WHAT YOU NEED TO DO | Output every record again so that it matches the original word for word.

DATASET EXTRACT |
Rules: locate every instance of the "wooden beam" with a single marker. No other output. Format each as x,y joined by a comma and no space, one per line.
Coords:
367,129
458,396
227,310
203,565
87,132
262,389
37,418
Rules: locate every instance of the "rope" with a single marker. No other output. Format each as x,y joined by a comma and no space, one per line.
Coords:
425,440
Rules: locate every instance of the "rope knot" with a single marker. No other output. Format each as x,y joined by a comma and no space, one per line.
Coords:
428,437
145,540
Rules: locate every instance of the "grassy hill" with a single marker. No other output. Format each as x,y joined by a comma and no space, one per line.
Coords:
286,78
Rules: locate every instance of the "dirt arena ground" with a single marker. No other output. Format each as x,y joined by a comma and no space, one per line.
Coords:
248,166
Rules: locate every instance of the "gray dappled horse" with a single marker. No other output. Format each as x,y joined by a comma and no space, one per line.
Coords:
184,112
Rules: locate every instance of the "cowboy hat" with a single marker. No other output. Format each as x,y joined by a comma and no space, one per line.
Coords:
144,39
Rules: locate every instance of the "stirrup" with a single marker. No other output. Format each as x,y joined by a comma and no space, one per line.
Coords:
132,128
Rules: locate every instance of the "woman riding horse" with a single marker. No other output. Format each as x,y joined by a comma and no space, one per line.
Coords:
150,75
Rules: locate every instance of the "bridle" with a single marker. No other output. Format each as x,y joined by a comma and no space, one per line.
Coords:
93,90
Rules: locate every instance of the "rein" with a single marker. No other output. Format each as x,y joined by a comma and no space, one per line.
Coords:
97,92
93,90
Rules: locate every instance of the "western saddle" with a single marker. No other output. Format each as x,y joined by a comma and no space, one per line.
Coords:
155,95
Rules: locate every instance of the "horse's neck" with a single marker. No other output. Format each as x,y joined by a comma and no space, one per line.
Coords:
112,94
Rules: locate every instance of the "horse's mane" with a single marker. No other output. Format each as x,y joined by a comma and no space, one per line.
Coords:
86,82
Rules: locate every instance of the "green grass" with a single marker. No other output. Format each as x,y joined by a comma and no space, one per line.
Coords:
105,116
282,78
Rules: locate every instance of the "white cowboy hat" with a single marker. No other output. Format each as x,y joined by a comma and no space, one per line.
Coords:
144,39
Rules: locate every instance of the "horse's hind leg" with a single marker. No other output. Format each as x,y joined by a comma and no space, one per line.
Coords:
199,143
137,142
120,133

ANSWER BELOW |
Rules: locate every instance of the "wooden beam" with a single marker. No other output. Format each as x,y joined by a comma and no space, one per line.
Coords:
367,129
458,396
227,310
203,565
87,132
262,389
37,418
Rules: locate every instance of the "rope" with a single marker. No other output. Format each as x,y joined by a comma and no space, one per line.
Coords:
425,440
Rules: locate every instance of the "rope knot" with a single marker. No other output. Format each as x,y joined by a comma and no space, one per line.
Coords:
428,437
145,540
Rules: locate every instance of the "grassy hill" with a single marker. No other output. Format each as x,y joined by a comma and no space, one per line.
Coords:
286,78
Rules: locate every instance of the "dirt arena ground" with a single marker. No other output. Format each as x,y joined by a comma and no space, one per line.
Coords:
248,166
Rules: locate every instance of the "gray dappled horse" with a single marker. No other output. Format each as x,y joined by a comma and no space, one per line.
Coords:
184,112
Rules: locate every instance of the "cowboy hat" with a single marker. No other output. Format each as x,y joined by a comma and no space, one per line.
Coords:
144,39
Rules: locate every instance of the "stirrup" with a single marker. No other output. Format each as x,y joined by a comma and no space, one per line.
Coords:
132,128
Rules: locate every instance of the "woman riding horse" with a single marker. No other output. Format each as x,y joined by a comma and no space, one per line.
Coords:
150,75
Rules: locate every instance of the "bridle" with a single marker. No other output. Format each as x,y joined by a comma and no space, one per line.
Coords:
93,90
Rules: locate every instance of the "rein" with a single marker. No other output. Format each as x,y joined by a comma and no space, one per line.
Coords:
97,92
93,90
Rules: locate every instance of the "western saddle" with a single marker. No other output. Format each as x,y joined by a comma and no space, one per line.
Coords:
155,95
Rules: locate every instance of the "horse's neck" with a single marker. No other output. Format each as x,y joined by a comma and no space, one per line.
Coords:
112,94
Rules: locate every instance of the "horse's mane" with a single marker. No other output. Format each as x,y joined by a comma and no space, one per line.
Coords:
86,82
Rules: locate every instance of the "green grass" with a single marker. No other output. Format each as x,y joined by a comma and no space, one per line.
Coords:
105,116
282,78
Rules: locate every instance of the "white cowboy hat" with a single marker. No other output. Format each as x,y joined by a comma and no space, one per line.
Coords:
144,39
Rules: locate every instance of the "horse's hind leg" with a single marker. No other output. Format each as x,y joined by a comma and no space, one per line.
Coords:
199,143
137,142
120,133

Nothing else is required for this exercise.